- _Material provided_
****************************************
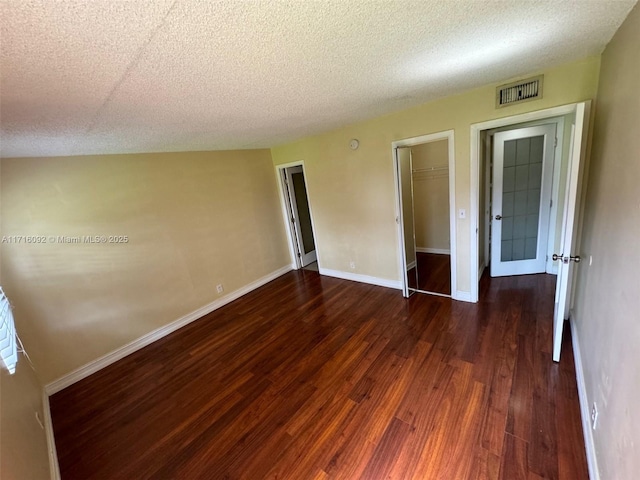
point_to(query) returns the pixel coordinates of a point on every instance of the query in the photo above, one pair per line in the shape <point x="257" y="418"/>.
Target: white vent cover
<point x="518" y="92"/>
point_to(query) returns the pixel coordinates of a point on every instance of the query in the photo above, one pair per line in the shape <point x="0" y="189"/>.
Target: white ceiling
<point x="116" y="76"/>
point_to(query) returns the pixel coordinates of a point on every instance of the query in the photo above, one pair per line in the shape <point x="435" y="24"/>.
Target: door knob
<point x="568" y="259"/>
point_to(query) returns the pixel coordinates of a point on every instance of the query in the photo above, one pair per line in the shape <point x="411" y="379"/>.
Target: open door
<point x="404" y="168"/>
<point x="568" y="256"/>
<point x="296" y="192"/>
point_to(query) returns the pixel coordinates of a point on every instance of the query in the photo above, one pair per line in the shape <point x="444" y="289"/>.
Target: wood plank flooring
<point x="312" y="377"/>
<point x="434" y="272"/>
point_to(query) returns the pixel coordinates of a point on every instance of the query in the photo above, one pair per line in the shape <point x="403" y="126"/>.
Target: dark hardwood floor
<point x="434" y="272"/>
<point x="312" y="377"/>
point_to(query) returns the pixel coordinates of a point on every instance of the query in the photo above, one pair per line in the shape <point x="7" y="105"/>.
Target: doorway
<point x="297" y="212"/>
<point x="424" y="169"/>
<point x="567" y="203"/>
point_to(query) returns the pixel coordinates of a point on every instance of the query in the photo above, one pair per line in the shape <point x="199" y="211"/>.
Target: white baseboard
<point x="462" y="296"/>
<point x="356" y="277"/>
<point x="112" y="357"/>
<point x="441" y="251"/>
<point x="592" y="461"/>
<point x="54" y="468"/>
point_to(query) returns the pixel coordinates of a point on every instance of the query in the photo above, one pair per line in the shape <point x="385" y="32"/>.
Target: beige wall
<point x="431" y="195"/>
<point x="352" y="193"/>
<point x="607" y="305"/>
<point x="23" y="444"/>
<point x="193" y="220"/>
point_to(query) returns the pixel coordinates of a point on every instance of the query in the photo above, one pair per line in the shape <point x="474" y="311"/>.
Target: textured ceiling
<point x="116" y="76"/>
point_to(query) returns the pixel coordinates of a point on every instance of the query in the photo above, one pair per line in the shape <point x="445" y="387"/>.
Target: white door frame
<point x="539" y="263"/>
<point x="286" y="213"/>
<point x="476" y="146"/>
<point x="411" y="142"/>
<point x="552" y="267"/>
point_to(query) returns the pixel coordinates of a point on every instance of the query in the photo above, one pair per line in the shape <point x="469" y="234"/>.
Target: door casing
<point x="476" y="146"/>
<point x="286" y="214"/>
<point x="410" y="142"/>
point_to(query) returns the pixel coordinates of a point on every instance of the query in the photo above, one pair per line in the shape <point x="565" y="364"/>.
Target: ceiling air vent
<point x="518" y="92"/>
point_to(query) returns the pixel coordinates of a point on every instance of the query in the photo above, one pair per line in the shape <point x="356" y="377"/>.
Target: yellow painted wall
<point x="352" y="193"/>
<point x="607" y="304"/>
<point x="193" y="220"/>
<point x="431" y="195"/>
<point x="23" y="444"/>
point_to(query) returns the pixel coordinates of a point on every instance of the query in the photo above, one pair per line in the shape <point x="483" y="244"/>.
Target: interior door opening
<point x="564" y="207"/>
<point x="423" y="167"/>
<point x="298" y="210"/>
<point x="510" y="197"/>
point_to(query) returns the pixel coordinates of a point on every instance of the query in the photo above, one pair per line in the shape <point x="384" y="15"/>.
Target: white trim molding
<point x="356" y="277"/>
<point x="590" y="448"/>
<point x="112" y="357"/>
<point x="474" y="187"/>
<point x="54" y="467"/>
<point x="462" y="296"/>
<point x="439" y="251"/>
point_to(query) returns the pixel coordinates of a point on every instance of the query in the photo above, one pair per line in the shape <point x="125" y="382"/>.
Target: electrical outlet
<point x="594" y="416"/>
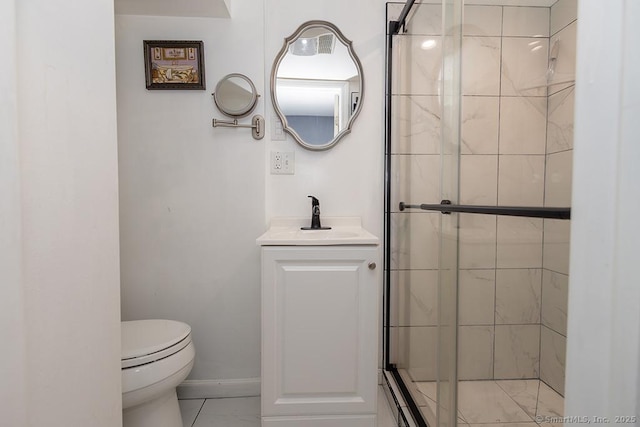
****************************************
- _Problem requirements_
Retype everything in the entries exactly except the pictures.

- _The completed task_
point_to(query) returns the pixel coordinates of a point on every instance of the query in the photo above, one pair per line in the shape <point x="257" y="418"/>.
Target: white vent cover
<point x="518" y="92"/>
point_to(query) returns the pixel coordinates of a point on every instance of the query in the photo above, one pair per line in the shape <point x="0" y="189"/>.
Target: white ceiling
<point x="116" y="76"/>
point_to(query) returns the pixel coordinates of a point on every instance of the query in the photo above, one pair per line in the shape <point x="435" y="24"/>.
Target: door knob
<point x="568" y="259"/>
point_to(query) returns the pixel coordinates of a point on every instance of the query in the photo above, one pair per line in the shape <point x="411" y="379"/>.
Target: open door
<point x="404" y="168"/>
<point x="568" y="256"/>
<point x="296" y="192"/>
point_to(query) returns the pixel coordinates of a point on every instance of the query in the photo above, one pair per line in the shape <point x="444" y="289"/>.
Target: wood plank flooring
<point x="312" y="377"/>
<point x="434" y="272"/>
point_to(query) returns the pixel coordinates of a point on every instance of the query in the photo above, one pair per line in the shape <point x="403" y="126"/>.
Target: dark hardwood floor
<point x="434" y="272"/>
<point x="312" y="377"/>
point_to(query) returns the pixel coordinates of a point on every instance of the query in the photo above, one pair per line in the shape <point x="7" y="105"/>.
Target: doorway
<point x="297" y="212"/>
<point x="424" y="169"/>
<point x="567" y="203"/>
point_to(query) returns the pixel coordinates of a point on every instance of the query in the photo above, one pair per line in the shape <point x="199" y="211"/>.
Target: white baseboard
<point x="462" y="296"/>
<point x="356" y="277"/>
<point x="112" y="357"/>
<point x="441" y="251"/>
<point x="592" y="461"/>
<point x="54" y="468"/>
point_to(query) returns the pixel coordinates of a point on every instance of the query in the photo above, one pair per line in the shape <point x="385" y="32"/>.
Target: beige wall
<point x="431" y="195"/>
<point x="352" y="193"/>
<point x="607" y="305"/>
<point x="23" y="444"/>
<point x="193" y="220"/>
point_to(query) returns the pixel coordinates of a point on every instance of the query in the photo above, one pair per line in the shape <point x="474" y="311"/>.
Target: textured ceiling
<point x="116" y="76"/>
point_to(query) returns the pixel coordinates of a point on every instance of the query in the photo above, one pair per line in the shape <point x="445" y="387"/>.
Target: white door frame
<point x="539" y="263"/>
<point x="286" y="213"/>
<point x="476" y="146"/>
<point x="411" y="142"/>
<point x="552" y="267"/>
point_to(query) returns the pixel coordinates of a point on every instance of the query in the photo above, one pair per line in the shape <point x="469" y="234"/>.
Target: door casing
<point x="476" y="146"/>
<point x="286" y="214"/>
<point x="410" y="142"/>
point_to(query) returns the pixel coordinates of a point on every instance of the query in the photo above, one pair per line in the shape <point x="565" y="364"/>.
Target: ceiling air vent
<point x="518" y="92"/>
point_to(query) returns the pixel coordinates of a point on every instance of the query in the photo above, one pair per line in the shape <point x="356" y="377"/>.
Target: yellow painted wall
<point x="352" y="193"/>
<point x="607" y="304"/>
<point x="193" y="220"/>
<point x="431" y="195"/>
<point x="23" y="444"/>
point_to(query) returns the pixel coordinates of a point on every instance of the query in the photo above, one pair per line in the shape <point x="483" y="244"/>.
Target: interior door opening
<point x="564" y="207"/>
<point x="423" y="167"/>
<point x="298" y="210"/>
<point x="510" y="197"/>
point_to(query) returns the pixel coordinates of a point on every instance of the query in the photo above, one pair per line in the shape <point x="384" y="15"/>.
Target: white trim molding
<point x="356" y="277"/>
<point x="590" y="448"/>
<point x="112" y="357"/>
<point x="474" y="187"/>
<point x="54" y="467"/>
<point x="462" y="296"/>
<point x="439" y="251"/>
point_to(query) returns the pixel coordinates of a point on every instance of the query in the photo above, one pair per line in the shape <point x="125" y="382"/>.
Target: electrical outlet
<point x="594" y="416"/>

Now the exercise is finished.